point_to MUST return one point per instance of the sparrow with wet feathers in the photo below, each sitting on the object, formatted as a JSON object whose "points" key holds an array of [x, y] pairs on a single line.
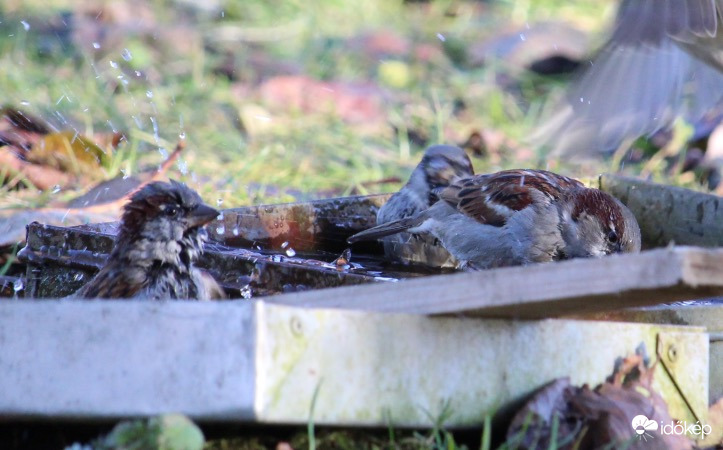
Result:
{"points": [[161, 235], [440, 165], [517, 217]]}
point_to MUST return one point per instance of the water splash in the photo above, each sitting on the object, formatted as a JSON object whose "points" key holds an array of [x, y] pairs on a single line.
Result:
{"points": [[246, 292]]}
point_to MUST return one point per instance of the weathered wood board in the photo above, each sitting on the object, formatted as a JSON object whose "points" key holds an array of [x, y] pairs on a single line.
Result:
{"points": [[250, 361], [542, 290]]}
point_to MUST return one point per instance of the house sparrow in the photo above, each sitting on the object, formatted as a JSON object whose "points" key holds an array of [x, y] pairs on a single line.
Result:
{"points": [[440, 165], [161, 235], [664, 59], [519, 217]]}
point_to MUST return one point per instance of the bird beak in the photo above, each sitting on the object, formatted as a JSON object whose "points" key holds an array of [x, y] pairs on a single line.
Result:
{"points": [[201, 215]]}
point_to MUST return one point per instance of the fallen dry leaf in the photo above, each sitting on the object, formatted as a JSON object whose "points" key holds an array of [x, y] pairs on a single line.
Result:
{"points": [[596, 418], [68, 151]]}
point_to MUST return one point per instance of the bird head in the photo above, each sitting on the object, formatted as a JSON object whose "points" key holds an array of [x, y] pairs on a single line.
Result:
{"points": [[163, 211], [595, 223]]}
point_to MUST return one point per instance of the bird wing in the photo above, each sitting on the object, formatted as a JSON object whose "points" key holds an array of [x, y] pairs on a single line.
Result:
{"points": [[110, 282], [491, 199], [637, 82]]}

Task brief:
Can you recast all the records above as a numbered list, skipping any blank lines and leaving the pictures out?

Written response:
1. point_to MUST return one point per instance of the sparrow with wet feathers in the photo below, each sitting on the object, formatted as a JSON object whose "points" key holds an array of [x, y] pairs on a single line.
2. Result:
3. {"points": [[161, 235], [440, 165], [517, 217]]}
4. point_to MUST return one point per instance of the water splash in the photo above, each sitting on the object, formatted as a JSON object whose "points" key holds an array of [x, y] pairs on a single line.
5. Result:
6. {"points": [[246, 292]]}
7. point_to MUST return one point per instance of the weathered wood board in the photo above, each sitting on the object, formatted as a JSON object whose "points" key holds an array of [x, y] pairs on a single line.
8. Result:
9. {"points": [[250, 361], [542, 290]]}
10. point_to MUST return one point per instance of the house sparrow in the photo above, each sitting on the object, formatted as a JSON object whose "points" key holds an array of [x, y] pairs on a single line.
11. Result:
12. {"points": [[440, 165], [161, 235], [664, 59], [519, 217]]}
13. point_to MUST return one point per instance of the bird beak in the photo above, each sitting on the object, formatted as a JSON object whose "points" key holds an array of [x, y] pairs on a single line.
14. Result:
15. {"points": [[201, 215]]}
16. point_to MUST return one point per instance of the fallen dry leaf in the photo above, each sitting on the object, formatted as a JSON object whose "points" key holds an array of [x, y] pairs on a single line.
17. Result:
18. {"points": [[596, 418], [68, 151]]}
19. point_to MUST return one point per instance of the bird head in the photo above, each sitting on the object, formatted as a JSON object whose "points" key holds an array of [x, y] pairs on a single line.
20. Result:
21. {"points": [[163, 211], [595, 223]]}
22. point_to MUST return one point per instance of the bird wing in the photo above, each sitting on the object, formatted as a JSON object whose "points" key holds an array of [x, y] pairs on a single line.
23. Result:
24. {"points": [[110, 282], [491, 199], [637, 82]]}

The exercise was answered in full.